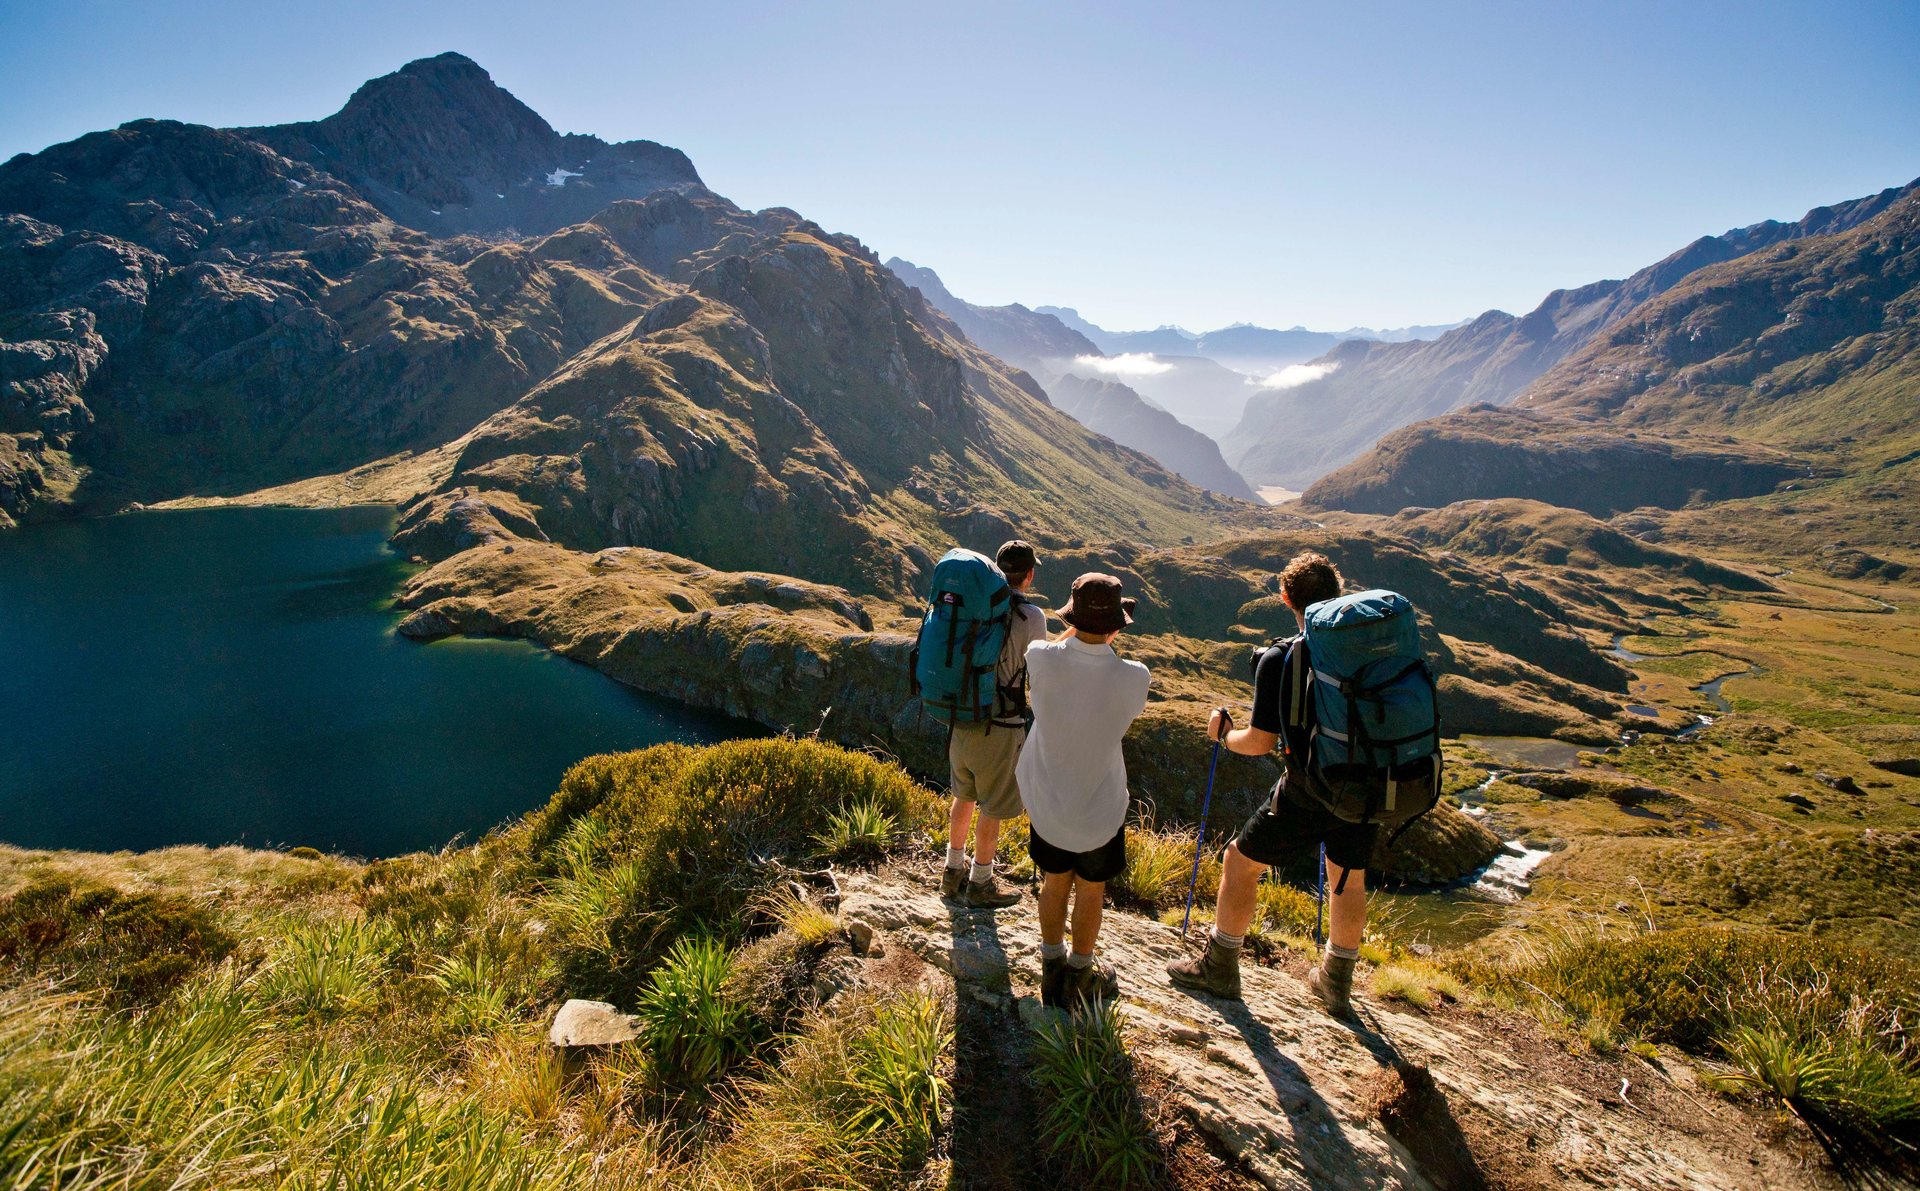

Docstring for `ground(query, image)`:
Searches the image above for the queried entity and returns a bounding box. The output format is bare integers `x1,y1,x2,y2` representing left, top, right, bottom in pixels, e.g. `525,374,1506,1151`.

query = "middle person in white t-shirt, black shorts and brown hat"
1018,572,1148,1009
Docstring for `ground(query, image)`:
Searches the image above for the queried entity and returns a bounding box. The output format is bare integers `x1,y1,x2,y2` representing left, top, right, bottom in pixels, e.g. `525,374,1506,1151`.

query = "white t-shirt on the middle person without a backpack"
1014,638,1148,851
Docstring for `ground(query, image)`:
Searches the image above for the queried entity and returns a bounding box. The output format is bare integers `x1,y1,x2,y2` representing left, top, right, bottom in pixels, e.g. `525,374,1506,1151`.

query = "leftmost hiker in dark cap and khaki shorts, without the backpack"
941,538,1046,909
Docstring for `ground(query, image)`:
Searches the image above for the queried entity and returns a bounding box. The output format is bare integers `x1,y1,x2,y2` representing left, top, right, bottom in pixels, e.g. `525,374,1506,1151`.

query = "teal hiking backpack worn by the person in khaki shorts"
912,547,1014,724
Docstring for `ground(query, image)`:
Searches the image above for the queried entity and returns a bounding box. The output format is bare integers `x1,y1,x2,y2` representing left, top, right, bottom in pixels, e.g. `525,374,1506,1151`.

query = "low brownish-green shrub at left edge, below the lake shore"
0,876,238,1005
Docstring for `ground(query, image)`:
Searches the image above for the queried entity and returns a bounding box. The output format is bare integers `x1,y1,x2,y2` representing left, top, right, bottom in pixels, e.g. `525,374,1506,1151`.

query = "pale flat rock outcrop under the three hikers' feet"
841,872,1826,1191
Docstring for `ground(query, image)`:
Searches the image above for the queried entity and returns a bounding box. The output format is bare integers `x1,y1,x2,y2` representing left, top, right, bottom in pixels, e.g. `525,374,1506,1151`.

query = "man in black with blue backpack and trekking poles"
1167,551,1440,1018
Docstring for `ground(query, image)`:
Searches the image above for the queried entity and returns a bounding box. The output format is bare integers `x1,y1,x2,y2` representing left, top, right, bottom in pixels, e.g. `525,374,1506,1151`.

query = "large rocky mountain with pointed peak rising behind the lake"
0,54,1238,592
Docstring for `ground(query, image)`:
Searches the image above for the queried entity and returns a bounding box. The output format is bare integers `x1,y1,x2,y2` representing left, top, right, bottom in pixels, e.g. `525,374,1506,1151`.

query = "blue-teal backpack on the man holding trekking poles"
1283,590,1442,843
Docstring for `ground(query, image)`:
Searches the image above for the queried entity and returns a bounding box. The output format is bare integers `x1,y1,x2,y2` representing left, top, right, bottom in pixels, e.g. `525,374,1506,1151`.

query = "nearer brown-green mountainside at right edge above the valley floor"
1304,182,1920,578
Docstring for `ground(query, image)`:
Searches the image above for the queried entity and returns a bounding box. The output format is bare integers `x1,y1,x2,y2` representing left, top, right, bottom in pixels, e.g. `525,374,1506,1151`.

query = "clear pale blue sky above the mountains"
0,0,1920,328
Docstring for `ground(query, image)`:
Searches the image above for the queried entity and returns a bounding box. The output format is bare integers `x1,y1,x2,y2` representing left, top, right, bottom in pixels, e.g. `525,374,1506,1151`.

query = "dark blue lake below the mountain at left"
0,507,755,857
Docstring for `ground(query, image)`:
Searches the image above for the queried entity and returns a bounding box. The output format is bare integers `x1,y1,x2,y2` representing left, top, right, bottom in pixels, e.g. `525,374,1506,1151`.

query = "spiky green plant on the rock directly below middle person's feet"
1033,1003,1160,1187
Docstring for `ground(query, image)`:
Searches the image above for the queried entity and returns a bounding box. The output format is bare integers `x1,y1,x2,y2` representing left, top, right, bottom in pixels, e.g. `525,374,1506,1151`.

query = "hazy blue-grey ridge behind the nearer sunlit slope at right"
1223,188,1901,488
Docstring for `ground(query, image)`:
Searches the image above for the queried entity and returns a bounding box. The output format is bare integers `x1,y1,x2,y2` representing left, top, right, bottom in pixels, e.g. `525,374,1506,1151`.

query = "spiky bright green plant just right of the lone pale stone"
636,937,762,1087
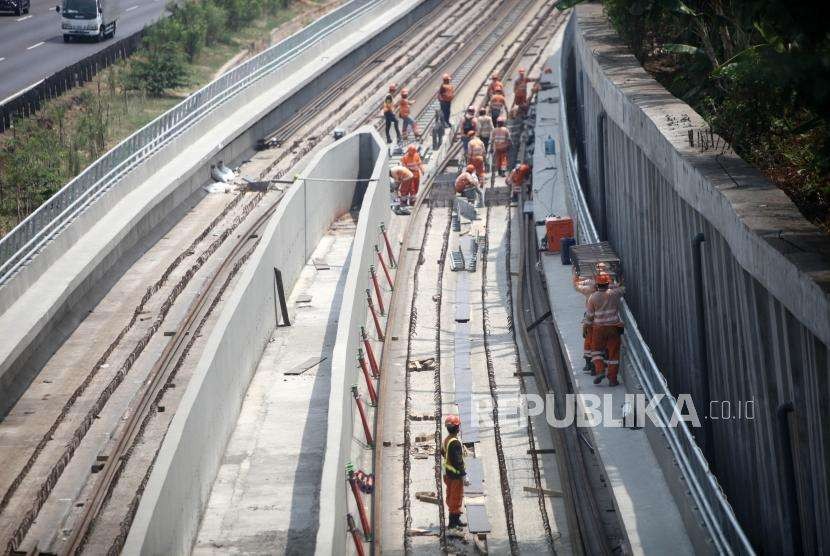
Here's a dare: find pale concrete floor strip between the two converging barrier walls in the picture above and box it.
[193,227,355,554]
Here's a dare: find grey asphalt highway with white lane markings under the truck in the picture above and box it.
[0,0,165,104]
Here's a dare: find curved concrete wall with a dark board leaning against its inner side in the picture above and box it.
[124,129,380,554]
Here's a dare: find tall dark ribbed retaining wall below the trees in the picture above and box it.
[563,5,830,553]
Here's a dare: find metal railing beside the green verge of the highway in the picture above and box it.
[0,0,382,286]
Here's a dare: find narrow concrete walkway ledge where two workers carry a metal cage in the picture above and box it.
[533,34,695,554]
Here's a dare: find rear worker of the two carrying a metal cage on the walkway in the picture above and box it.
[585,272,625,386]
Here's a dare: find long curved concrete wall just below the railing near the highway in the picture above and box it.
[0,0,438,415]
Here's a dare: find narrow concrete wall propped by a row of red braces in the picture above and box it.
[316,129,391,554]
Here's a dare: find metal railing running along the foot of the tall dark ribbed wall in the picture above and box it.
[559,50,755,554]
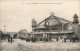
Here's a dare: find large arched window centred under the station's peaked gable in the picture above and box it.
[46,18,62,30]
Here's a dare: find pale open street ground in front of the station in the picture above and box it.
[1,39,80,51]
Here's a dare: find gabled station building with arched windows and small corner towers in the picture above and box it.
[30,13,80,41]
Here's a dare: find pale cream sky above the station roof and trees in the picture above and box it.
[0,0,80,32]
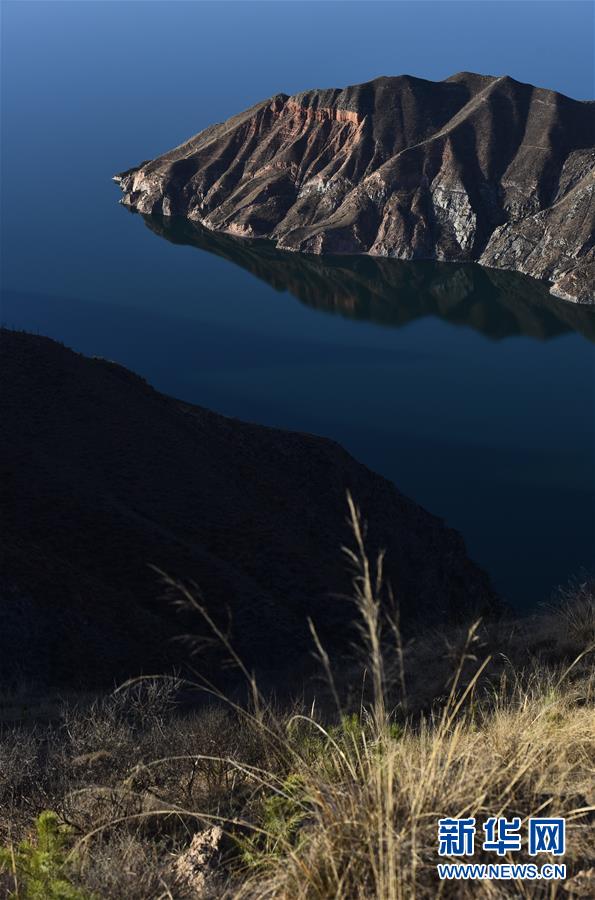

════════

EXERCISE PROMPT — Once the pictures are set aside, give the listing again word for word.

OUTPUT —
Docstring for `ground(query, image)`:
Searches the image above for the queried entity and returns a bounding box. The output format is bare integers `x1,y1,x2,y2` representing left, top, right, bottom in pixels, e.g. `525,374,1506,1151`.

query = "middle person in white t-shirt, black shorts and brown hat"
1018,572,1148,1009
Docstring for `ground(query, image)`:
Searches the image above for the queried entity and returns a bounding box. The output format is bare integers `x1,y1,x2,y2` representing left, top, right, bottom in pixels, e.g. `525,374,1506,1151`.

query = "white t-shirt on the middle person without a backpack"
1014,638,1148,851
Docstring for `ground(query, image)`:
Searches the image above for the queried entity and returns a bounding box. The output format is bare integers `x1,y1,x2,y2` representing left, top, right, bottom in pixels, e.g. `525,374,1506,1151`.

query = "leftmost hiker in dark cap and khaki shorts, without the backpack"
941,538,1046,909
Docstring for `ground(query, image)`:
Searches the image above for the queried entity and returns a bounding box. The output format is bare integers `x1,y1,x2,y2` representing left, top, right, bottom in pixels, e.g. `525,374,1506,1151`.

query = "teal hiking backpack worn by the person in khaki shorts"
912,547,1014,724
Docstring for `ground(query, image)`:
Searches the image above for the queried entity and returns a bounding box. The output format is bare integers `x1,y1,x2,y2` representing left, top, right, bottom in pixels, e.g. `525,374,1506,1151`.

query = "low brownish-green shrub at left edge, below the lake shore"
0,876,238,1005
Docstring for `ground(query, image)`:
Searches the image above for the queried entity and returns a bounding box. The output format is bare integers `x1,y1,x2,y2` representing left, top, right, bottom in pixels, e.g. `525,374,1506,1151`.

query = "pale flat rock outcrop under the three hikers' feet"
841,872,1826,1191
Docstring for `ground(query, image)`:
Searches the image above for the queried entity and returns a bounding box. The output format is bare integers `x1,y1,x2,y2` representing left, top, right, bottom in pixels, e.g. `525,374,1506,1151`.

query = "man in black with blue backpack and trekking poles"
1167,551,1440,1018
Docstring for `ground(query, image)`:
Searches the image above for the queried entity and returns a bounding box. The output format is bare integers `x1,y1,x2,y2` representing left, top, right, bottom in pixels, e.g. `525,374,1506,1151`.

query = "large rocky mountain with pointed peak rising behind the lake"
0,54,1238,592
Docstring for `ground(query, image)`:
Searches the image above for the queried entity and returns a bounding box. The output format is bare integers `x1,y1,x2,y2` representing left, top, right, bottom in pixels, e.g. `525,374,1506,1151`.

query = "blue-teal backpack on the man holding trekking poles"
1283,590,1442,843
Docstring for `ground(query, image)`:
Searches the image above for the queried entity and returns a bounding box. The output format is bare integers `x1,y1,x2,y2` representing left, top, right, bottom in pixels, e.g. `525,374,1506,1151`.

query = "nearer brown-green mountainside at right edge above the valley floor"
1304,182,1920,578
Docstring for `ground(query, image)`:
Searches the image above for the queried entity and returns a bounding box. The output format is bare integers `x1,y1,x2,y2` representing left, top, right, bottom in pixels, e.g. `525,374,1506,1151`.

query = "clear pale blue sky above the mountains"
0,0,1920,328
Docstring for `ground(query, image)`:
Searches the image above for the queried entity and returns a bounding box. The output format is bare integers `x1,y1,x2,y2` representing left, top, right, bottom in pixels, e.g. `525,374,1506,1151`.

query = "dark blue lake below the mountain at left"
0,507,755,857
Docstring for `ground(query, image)`:
Searches the image above for the queried entity and returns a bounding box. The output format is bare integers `x1,y1,x2,y2` representing left, top, right, bottom in pixels, e.g. `525,374,1506,1151`.

query = "spiky green plant on the rock directly below middle person's feet"
1033,1003,1160,1187
Docstring for `ground(query, image)`:
Searches the image above for the queried entity and returns a bounding box. The output format is bare integers `x1,y1,x2,y2` representing left, top, right, bottom in pixels, e.g. `525,374,1506,1151`.

query = "hazy blue-grey ridge behind the nearer sunlit slope at right"
1223,188,1901,488
Docstring for `ground(query, image)`:
Searches the image above for the queried entity and returns a bounding box. The output format is bare integers `x1,y1,x2,y2` representing left, top, right, bottom in pixels, e.g. `525,374,1506,1151`.

query = "spiky bright green plant just right of the lone pale stone"
636,937,762,1087
Here's a dare: find pale concrete floor strip between the two converging barrier walls in the picture above and box it.
[193,227,355,554]
Here's a dare: find grey asphalt highway with white lane markings under the truck in the picture above and box it.
[0,0,165,104]
Here's a dare: find curved concrete wall with a dark board leaning against its inner side in the picture above and box it.
[124,129,380,554]
Here's a dare: find tall dark ribbed retaining wall below the trees in the picture above and box it.
[563,5,830,553]
Here's a dare: find metal railing beside the green verge of the highway in the picture above and box it.
[0,0,382,286]
Here's a dare: find narrow concrete walkway ledge where two workers carry a metal cage in the picture above and box it.
[533,34,695,554]
Here's a dare: find rear worker of the two carrying a metal cage on the walkway in the picture above and box it.
[585,272,625,386]
Here's a dare: find long curved concrete wall just below the railing near the highway in the picture above and box it.
[0,0,438,415]
Here's a dare: find narrow concrete wall propped by a row of red braces in the picture above and box it.
[316,129,391,554]
Here's a dare: find metal railing running along the foot of the tall dark ribbed wall in the picture above and box it.
[559,50,755,554]
Here's a dare: find large arched window centred under the station's peaked gable in the picture above and box it.
[46,18,62,30]
Here's a dare: find pale open street ground in front of the station in the picture above and box it.
[1,39,80,51]
Here's a dare: find gabled station building with arched windows and small corner towers in the picture above and box it.
[30,13,80,41]
Here's a dare: find pale cream sky above the station roof and trees in the picture above and box it.
[0,0,80,32]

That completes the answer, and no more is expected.